Supplied records Block Start

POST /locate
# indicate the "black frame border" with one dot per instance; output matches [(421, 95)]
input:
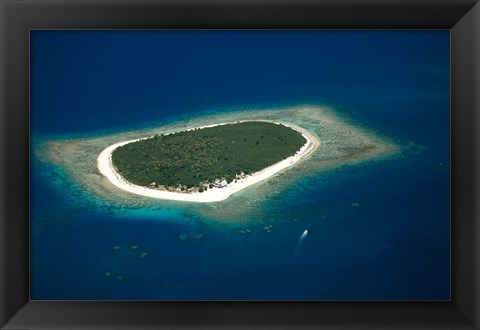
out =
[(17, 17)]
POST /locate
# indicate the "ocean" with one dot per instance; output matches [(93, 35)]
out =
[(377, 230)]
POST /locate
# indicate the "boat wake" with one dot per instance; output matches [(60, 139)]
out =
[(298, 248)]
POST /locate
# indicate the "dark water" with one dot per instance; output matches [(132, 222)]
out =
[(393, 244)]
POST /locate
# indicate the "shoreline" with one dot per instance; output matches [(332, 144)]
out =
[(106, 168)]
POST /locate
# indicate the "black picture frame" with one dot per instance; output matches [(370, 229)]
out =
[(18, 17)]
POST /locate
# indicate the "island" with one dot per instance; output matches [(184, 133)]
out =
[(204, 164), (332, 142)]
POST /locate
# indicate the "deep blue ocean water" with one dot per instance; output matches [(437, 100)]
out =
[(394, 246)]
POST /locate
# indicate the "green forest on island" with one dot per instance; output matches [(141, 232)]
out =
[(199, 157)]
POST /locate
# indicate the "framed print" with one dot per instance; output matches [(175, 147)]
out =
[(239, 165)]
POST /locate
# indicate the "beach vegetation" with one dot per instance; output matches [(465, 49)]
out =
[(205, 158)]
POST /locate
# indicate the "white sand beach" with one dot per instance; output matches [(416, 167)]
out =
[(106, 168)]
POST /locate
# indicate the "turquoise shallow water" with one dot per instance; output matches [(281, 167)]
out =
[(377, 230)]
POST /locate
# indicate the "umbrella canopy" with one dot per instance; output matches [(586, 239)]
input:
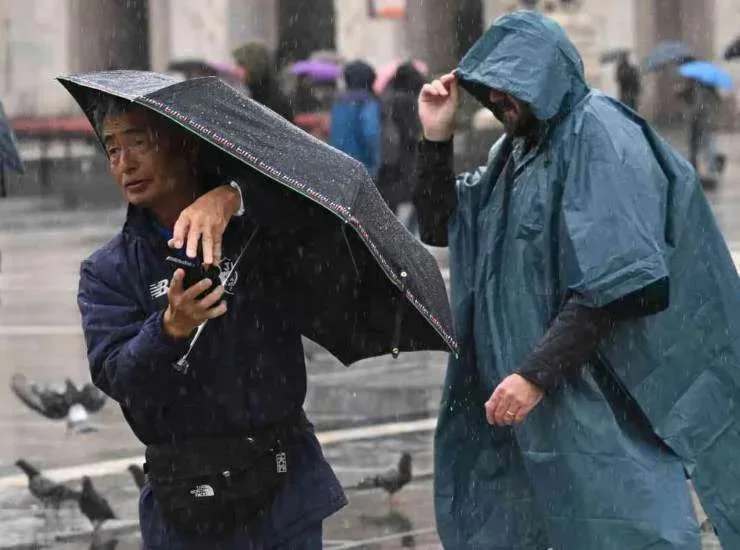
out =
[(317, 70), (707, 73), (667, 52), (733, 50), (368, 286), (9, 157), (610, 56)]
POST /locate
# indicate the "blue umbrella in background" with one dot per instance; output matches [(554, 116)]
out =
[(707, 73), (9, 157), (667, 52)]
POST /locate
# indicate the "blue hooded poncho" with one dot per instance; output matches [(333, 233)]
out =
[(601, 208)]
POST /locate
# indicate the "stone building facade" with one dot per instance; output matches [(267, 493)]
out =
[(40, 39)]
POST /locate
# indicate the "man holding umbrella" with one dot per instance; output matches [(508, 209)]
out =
[(131, 353), (598, 310), (207, 362)]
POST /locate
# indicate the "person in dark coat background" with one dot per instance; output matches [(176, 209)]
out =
[(261, 78), (355, 117), (401, 131), (628, 80), (245, 377)]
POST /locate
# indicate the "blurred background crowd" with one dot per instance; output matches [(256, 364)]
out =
[(348, 72)]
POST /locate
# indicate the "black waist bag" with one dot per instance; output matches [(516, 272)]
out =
[(215, 486)]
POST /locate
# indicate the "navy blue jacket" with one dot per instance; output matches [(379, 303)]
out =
[(247, 369)]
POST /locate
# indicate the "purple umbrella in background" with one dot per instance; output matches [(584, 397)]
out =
[(317, 70)]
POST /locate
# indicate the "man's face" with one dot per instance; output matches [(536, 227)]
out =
[(143, 158), (515, 115)]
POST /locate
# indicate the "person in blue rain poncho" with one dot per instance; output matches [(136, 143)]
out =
[(599, 312)]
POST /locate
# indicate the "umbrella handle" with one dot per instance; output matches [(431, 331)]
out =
[(396, 344), (182, 365)]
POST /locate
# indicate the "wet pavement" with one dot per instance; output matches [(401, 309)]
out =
[(366, 415)]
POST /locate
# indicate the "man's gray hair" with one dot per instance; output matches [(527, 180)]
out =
[(106, 106)]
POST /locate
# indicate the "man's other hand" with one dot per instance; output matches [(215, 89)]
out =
[(438, 102), (185, 310), (512, 400), (206, 220)]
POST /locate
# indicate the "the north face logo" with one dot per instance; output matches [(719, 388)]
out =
[(281, 462), (202, 491), (160, 288)]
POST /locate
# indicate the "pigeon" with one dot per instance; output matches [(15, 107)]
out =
[(393, 480), (57, 403), (138, 474), (47, 491), (93, 505)]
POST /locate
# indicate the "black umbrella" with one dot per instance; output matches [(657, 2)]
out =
[(733, 50), (369, 286)]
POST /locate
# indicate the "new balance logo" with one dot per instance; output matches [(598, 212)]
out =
[(159, 288), (202, 491)]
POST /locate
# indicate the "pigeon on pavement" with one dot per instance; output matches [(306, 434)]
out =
[(49, 492), (93, 505), (56, 403), (393, 480), (138, 474)]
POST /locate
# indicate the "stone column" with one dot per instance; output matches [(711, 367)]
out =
[(253, 20), (109, 34), (431, 33)]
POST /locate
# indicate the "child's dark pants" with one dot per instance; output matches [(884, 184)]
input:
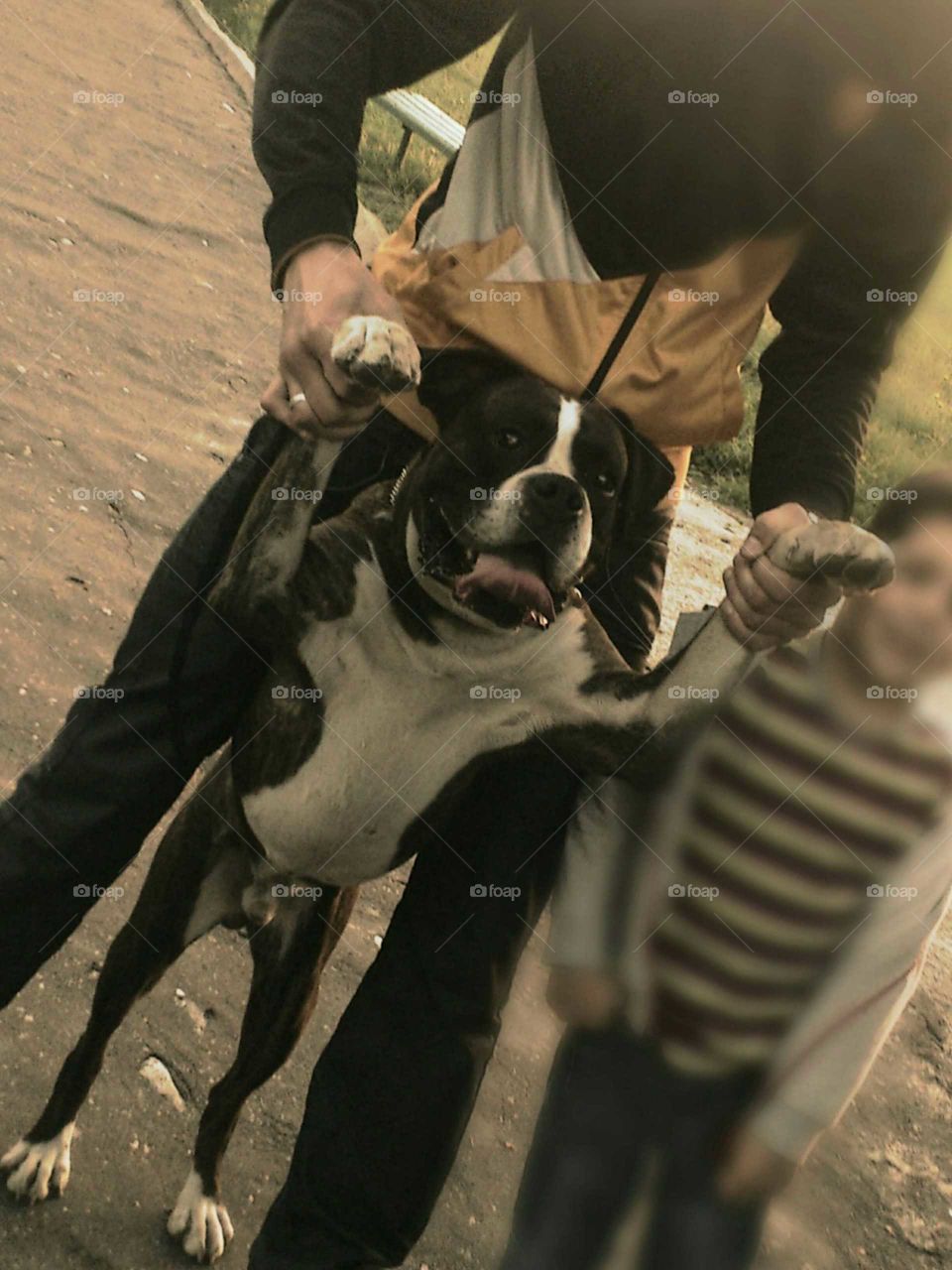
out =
[(613, 1105)]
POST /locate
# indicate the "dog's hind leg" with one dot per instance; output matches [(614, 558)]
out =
[(290, 955), (193, 883)]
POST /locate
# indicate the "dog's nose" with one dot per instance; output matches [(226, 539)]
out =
[(555, 495)]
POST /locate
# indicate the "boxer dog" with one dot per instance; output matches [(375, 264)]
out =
[(434, 622)]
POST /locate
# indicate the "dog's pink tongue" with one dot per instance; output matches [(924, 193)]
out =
[(509, 581)]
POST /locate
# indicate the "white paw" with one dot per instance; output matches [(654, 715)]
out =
[(37, 1169), (199, 1222), (376, 353), (837, 550)]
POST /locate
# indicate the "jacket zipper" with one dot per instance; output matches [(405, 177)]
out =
[(621, 335)]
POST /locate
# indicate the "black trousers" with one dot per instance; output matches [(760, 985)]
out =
[(394, 1088), (612, 1103)]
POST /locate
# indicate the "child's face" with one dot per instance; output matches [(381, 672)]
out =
[(902, 634)]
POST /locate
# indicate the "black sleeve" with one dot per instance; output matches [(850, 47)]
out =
[(821, 373), (318, 62)]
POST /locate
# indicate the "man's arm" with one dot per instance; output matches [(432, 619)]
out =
[(318, 62)]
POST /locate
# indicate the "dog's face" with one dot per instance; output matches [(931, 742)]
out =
[(521, 497)]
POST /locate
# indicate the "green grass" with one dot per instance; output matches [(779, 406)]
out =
[(382, 187), (911, 425)]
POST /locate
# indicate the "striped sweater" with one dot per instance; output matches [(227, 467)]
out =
[(796, 818)]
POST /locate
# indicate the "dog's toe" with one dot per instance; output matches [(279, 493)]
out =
[(37, 1170), (377, 353), (200, 1222)]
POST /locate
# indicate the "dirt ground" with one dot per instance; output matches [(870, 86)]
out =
[(135, 333)]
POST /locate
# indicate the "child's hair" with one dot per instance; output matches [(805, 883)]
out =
[(905, 506)]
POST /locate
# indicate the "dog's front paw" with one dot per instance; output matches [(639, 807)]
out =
[(376, 353), (37, 1170), (200, 1222), (837, 550)]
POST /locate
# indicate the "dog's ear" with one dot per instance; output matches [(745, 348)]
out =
[(651, 476), (449, 377)]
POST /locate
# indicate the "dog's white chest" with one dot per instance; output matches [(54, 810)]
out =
[(397, 728)]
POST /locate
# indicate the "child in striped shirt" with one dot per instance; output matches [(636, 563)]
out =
[(730, 973)]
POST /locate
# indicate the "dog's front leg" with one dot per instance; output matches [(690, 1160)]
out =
[(715, 661), (253, 587)]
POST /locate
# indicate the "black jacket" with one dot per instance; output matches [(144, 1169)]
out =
[(654, 182)]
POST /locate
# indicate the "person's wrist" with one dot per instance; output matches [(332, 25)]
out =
[(320, 250)]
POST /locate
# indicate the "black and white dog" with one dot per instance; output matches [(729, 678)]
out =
[(384, 629)]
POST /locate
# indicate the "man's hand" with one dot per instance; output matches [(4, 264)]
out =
[(767, 606), (585, 998), (324, 285), (752, 1171)]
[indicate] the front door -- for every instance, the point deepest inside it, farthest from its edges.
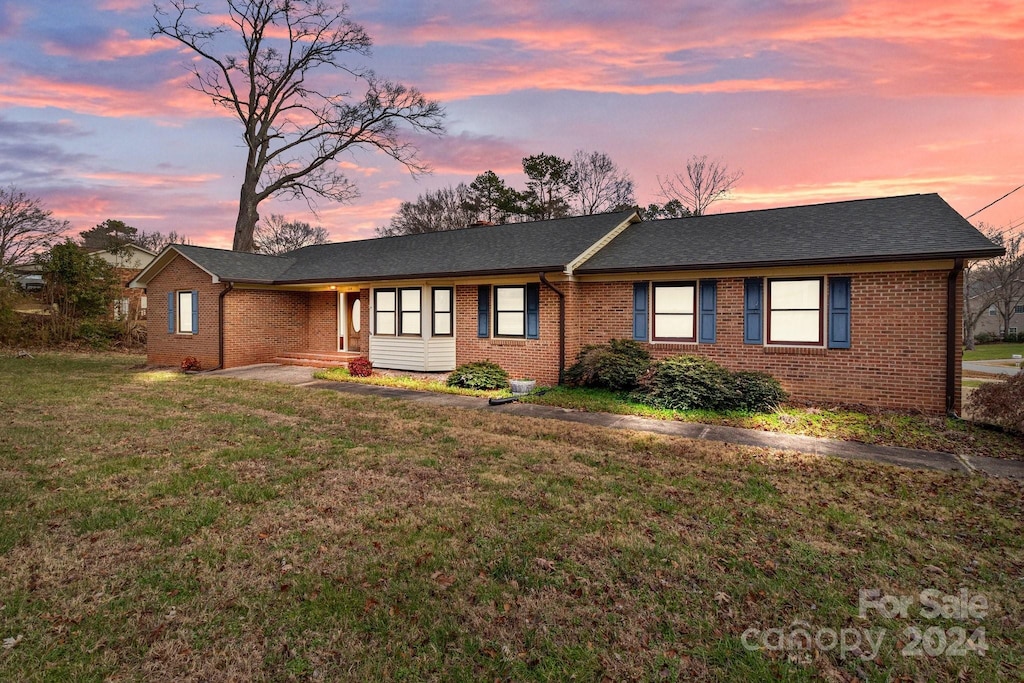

Supplied records Block End

What you have to do. Restate the data word for word from its first line through the line with "matches [(333, 233)]", leaving out any picture along the way.

Task solution.
POST /locate
# indicate the "black frame border" with one dot per instance; output matches [(421, 95)]
input:
out =
[(17, 17)]
POST /locate
# indicate the "ocean" with one dot per instance; output matches [(93, 35)]
out =
[(377, 230)]
POST /locate
# indicate the "boat wake" with one dot per instance; output matches [(60, 139)]
out =
[(298, 248)]
POST /locate
# indicate the "dark water" with one dot per instance; output matches [(132, 222)]
out =
[(393, 244)]
POST /locate
# indicate the "shoreline" with one dot per instance; output matches [(332, 144)]
out =
[(106, 168)]
POST /locate
# indicate the "black picture frame" with one dot per instance; output matches [(370, 229)]
out =
[(18, 17)]
POST /locate
# indicate the "island" with one dot per instance; output matches [(184, 133)]
out =
[(204, 164), (332, 142)]
POST /locate
# indicate the "deep blue ocean water" with one dot per instance; output matches [(437, 100)]
out =
[(394, 246)]
POST /locate
# indicate the "green forest on island" with one dot per instance; output matches [(141, 232)]
out =
[(199, 157)]
POST /locate
# indicate the "framed print" with one dot per instance; output matches [(175, 147)]
out =
[(239, 165)]
POST /locate
# indicate the "beach vegetation" with one dot per instance; output matches [(465, 49)]
out =
[(205, 158)]
POST /locate
# indicate the "white sand beach" with one dot per instance; output matches [(416, 167)]
out =
[(106, 168)]
POST /locate
# indicate the "turquoise shallow water" with one dot per instance; output matches [(281, 167)]
out =
[(377, 230)]
POST /locate
# indicate the "umbrella canopy" with one dot per instance; output matches [(586, 239)]
input:
out =
[(317, 70), (707, 73), (667, 52), (733, 50), (368, 286), (9, 157), (610, 56)]
POST /locate
# indicate the "blue umbrella in background" with one dot per instance; output matches [(554, 116)]
out =
[(707, 73), (9, 157), (667, 52)]
POST /locate
# indicate the "blue hooded poncho" with one dot per instance; output matches [(333, 233)]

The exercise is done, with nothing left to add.